- [OBJECTIVE 1] In the column on the Man Maw tin mine, since when has the mine's operation been suspended?
- [OBJECTIVE 2] Name every country mentioned in the column on the Man Maw tin mine.
- [OBJECTIVE 3] Transcribe the column on the Man Maw tin mine from "Column: Tin bulls" up to and including "of refined metal.".

── SOURCE DOCUMENT

Column: Tin bulls in retreat as Myanmar flags return of key mine

The Wa State, a semi-autonomous region of Myanmar, has finally broken its year-long silence on the fate of the Man Maw tin mine.
The mine is the jewel in Myanmar’s tin crown and its suspension since August 2023, ostensibly for an audit, has reduced the flow of tin raw materials to Chinese smelters, constraining output of refined metal.
The Wa authorities have now said they are ready to accept applications for mining and processing licences at Man Maw, flagging its likely return later this year.
The news, officially confirmed by the International Tin Association (ITA), has wrong-footed tin bulls and sent the London Metal Exchange (LME) tin price tumbling.
Man Maw returns
Myanmar is the world’s third largest source of mined tin after China and Indonesia and Man Maw, until its suspension, was by some margin the country’s largest producing tin asset.
The Wa State, which controls Myanmar’s tin sector, has no smelters so everything that is mined is shipped over the border to feed smelters in China’s Yunnan province.
Raw material shipments were little changed in the months immediately after the suspension of operations as above-ground stocks at Man Maw were processed.
But China’s imports from Myanmar have slowed significantly over the last nine months, falling to 21,500 metric tons in the second half of 2024 from 54,900 tons in the first half of the year and 94,600 tons in the year-earlier period.

────
── INFORMATION SHOWN

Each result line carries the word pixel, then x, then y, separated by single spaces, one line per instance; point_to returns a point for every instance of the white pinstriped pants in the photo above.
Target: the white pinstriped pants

────

- [CORRECT OUTPUT 1] Since August 2023.

- [CORRECT OUTPUT 2] Myanmar, China, Indonesia

- [CORRECT OUTPUT 3]
Column: Tin bulls in retreat as Myanmar flags return of key mine

The Wa State, a semi-autonomous region of Myanmar, has finally broken its year-long silence on the fate of the Man Maw tin mine.
The mine is the jewel in Myanmar’s tin crown and its suspension since August 2023, ostensibly for an audit, has reduced the flow of tin raw materials to Chinese smelters, constraining output of refined metal.